**TASK INSTRUCTIONS**
[A] According to the text on Criterion's September 2025 releases, which Oscar-winning director had a small acting role in Born in Flames?
[B] Translate this sentence from the text on Criterion's September 2025 releases into Spanish: "In a single film, Borden comes after viewers with her themes of racism, sexism, and heterosexual power against a class of gay women."

Criterion Releases: September 2025

September marks the start of Autumn (or football season for a lot of us) and the time that major film festivals come with big-time Oscar players. September is also a great month for Criterion with new entries and re-editions, namely from one of the best directors in the world working today. Kurosawa, Lizzie Borden, a double-dose of Jacques Audiard (not Emilia Perez, don’t worry), and Rob Reiner, keeping active today with his role on The Bear, are all part of Criterion’s monthly release, and it is stacked with what is in store now. 

High And Low (1963)

Before seeing Spike Lee’s version of Ed McBain’s novel King’s Ransom, do watch the original adaptation by Akira Kurosawa, a beautifully tight-knit thriller about a businessman who has to make a serious choice between his family’s future and the kidnapped son of his chauffeur. One of his contemporary dramas is mixed in with his historical pieces, and is still a high-wire thriller of class and moral authority. With his main lead, Toshiro Mifune, Kurosawa again put up a mirror of society about the financial gap between people in the context of a serious crime.

Born In Flames (1983)

Amid a conservative turn socially, writer-director Lizzie Borden came out with a radical punk, female-driven utopia that comes with a revolutionary message. In a single film, Borden comes after viewers with her themes of racism, sexism, and heterosexual power against a class of gay women. It would be decades before a retrospective gave Born in Flames credit for pursuing a feminist theory in movies way ahead of everyone else, and it is a landmark in independent cinema. In a side note, one person who had a small acting role in the film is Oscar-winning director Kathryn Bigelow.

**THE DATA**
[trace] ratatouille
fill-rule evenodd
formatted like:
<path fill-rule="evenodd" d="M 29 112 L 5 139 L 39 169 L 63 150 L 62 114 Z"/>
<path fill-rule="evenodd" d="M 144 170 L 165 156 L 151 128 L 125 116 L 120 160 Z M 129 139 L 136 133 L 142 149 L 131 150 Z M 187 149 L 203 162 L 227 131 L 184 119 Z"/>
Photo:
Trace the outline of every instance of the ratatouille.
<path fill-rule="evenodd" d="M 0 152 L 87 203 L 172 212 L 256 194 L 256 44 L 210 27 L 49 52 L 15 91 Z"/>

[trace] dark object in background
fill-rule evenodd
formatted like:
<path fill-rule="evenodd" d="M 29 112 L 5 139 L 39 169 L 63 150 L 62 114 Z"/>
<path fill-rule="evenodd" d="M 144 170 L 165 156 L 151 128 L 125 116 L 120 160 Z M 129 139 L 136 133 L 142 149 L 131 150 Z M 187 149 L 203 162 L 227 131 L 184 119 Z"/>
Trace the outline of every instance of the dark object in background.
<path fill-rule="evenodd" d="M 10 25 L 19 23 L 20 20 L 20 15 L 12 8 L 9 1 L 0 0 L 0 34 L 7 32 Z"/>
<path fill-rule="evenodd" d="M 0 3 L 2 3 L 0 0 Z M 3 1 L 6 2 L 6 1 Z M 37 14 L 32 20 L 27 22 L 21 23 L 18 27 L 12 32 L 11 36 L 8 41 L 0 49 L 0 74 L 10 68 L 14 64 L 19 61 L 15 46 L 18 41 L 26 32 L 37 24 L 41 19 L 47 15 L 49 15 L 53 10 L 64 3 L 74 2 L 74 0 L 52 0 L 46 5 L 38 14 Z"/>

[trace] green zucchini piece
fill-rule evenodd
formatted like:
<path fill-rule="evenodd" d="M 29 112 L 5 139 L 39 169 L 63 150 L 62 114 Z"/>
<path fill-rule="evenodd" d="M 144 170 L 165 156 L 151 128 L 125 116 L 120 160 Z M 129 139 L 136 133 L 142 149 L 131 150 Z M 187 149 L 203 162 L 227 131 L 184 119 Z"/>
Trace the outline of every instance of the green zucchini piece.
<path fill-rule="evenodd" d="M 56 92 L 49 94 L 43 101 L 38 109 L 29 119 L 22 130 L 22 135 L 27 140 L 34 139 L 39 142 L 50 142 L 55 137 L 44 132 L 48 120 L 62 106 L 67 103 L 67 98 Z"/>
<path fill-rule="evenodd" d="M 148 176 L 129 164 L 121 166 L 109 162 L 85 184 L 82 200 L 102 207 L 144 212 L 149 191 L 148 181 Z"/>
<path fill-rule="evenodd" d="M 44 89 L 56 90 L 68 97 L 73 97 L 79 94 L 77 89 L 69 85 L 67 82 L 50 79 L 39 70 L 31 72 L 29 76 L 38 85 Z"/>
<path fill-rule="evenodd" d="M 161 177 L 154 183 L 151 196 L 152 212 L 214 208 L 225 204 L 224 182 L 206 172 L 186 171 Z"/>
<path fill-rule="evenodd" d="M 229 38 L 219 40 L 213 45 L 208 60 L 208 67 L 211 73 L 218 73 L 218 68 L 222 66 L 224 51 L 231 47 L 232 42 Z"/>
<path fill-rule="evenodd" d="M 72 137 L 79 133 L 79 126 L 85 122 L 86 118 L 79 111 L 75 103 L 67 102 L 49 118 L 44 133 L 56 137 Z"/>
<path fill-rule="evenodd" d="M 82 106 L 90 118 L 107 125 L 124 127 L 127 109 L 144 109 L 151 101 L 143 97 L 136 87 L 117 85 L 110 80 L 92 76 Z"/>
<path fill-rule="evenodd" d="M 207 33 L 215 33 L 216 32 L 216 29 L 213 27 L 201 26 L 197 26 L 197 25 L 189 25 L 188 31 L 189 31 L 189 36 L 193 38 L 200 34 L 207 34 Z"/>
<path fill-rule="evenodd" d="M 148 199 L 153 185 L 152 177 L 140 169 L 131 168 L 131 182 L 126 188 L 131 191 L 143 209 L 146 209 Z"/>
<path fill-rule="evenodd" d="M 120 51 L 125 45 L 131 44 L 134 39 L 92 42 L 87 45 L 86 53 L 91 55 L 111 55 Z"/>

**ANSWERS TO EACH TASK**
[A] Kathryn Bigelow

[B] En una sola película, Borden arremete contra los espectadores con sus temas de racismo, sexismo y poder heterosexual contra una clase de mujeres homosexuales.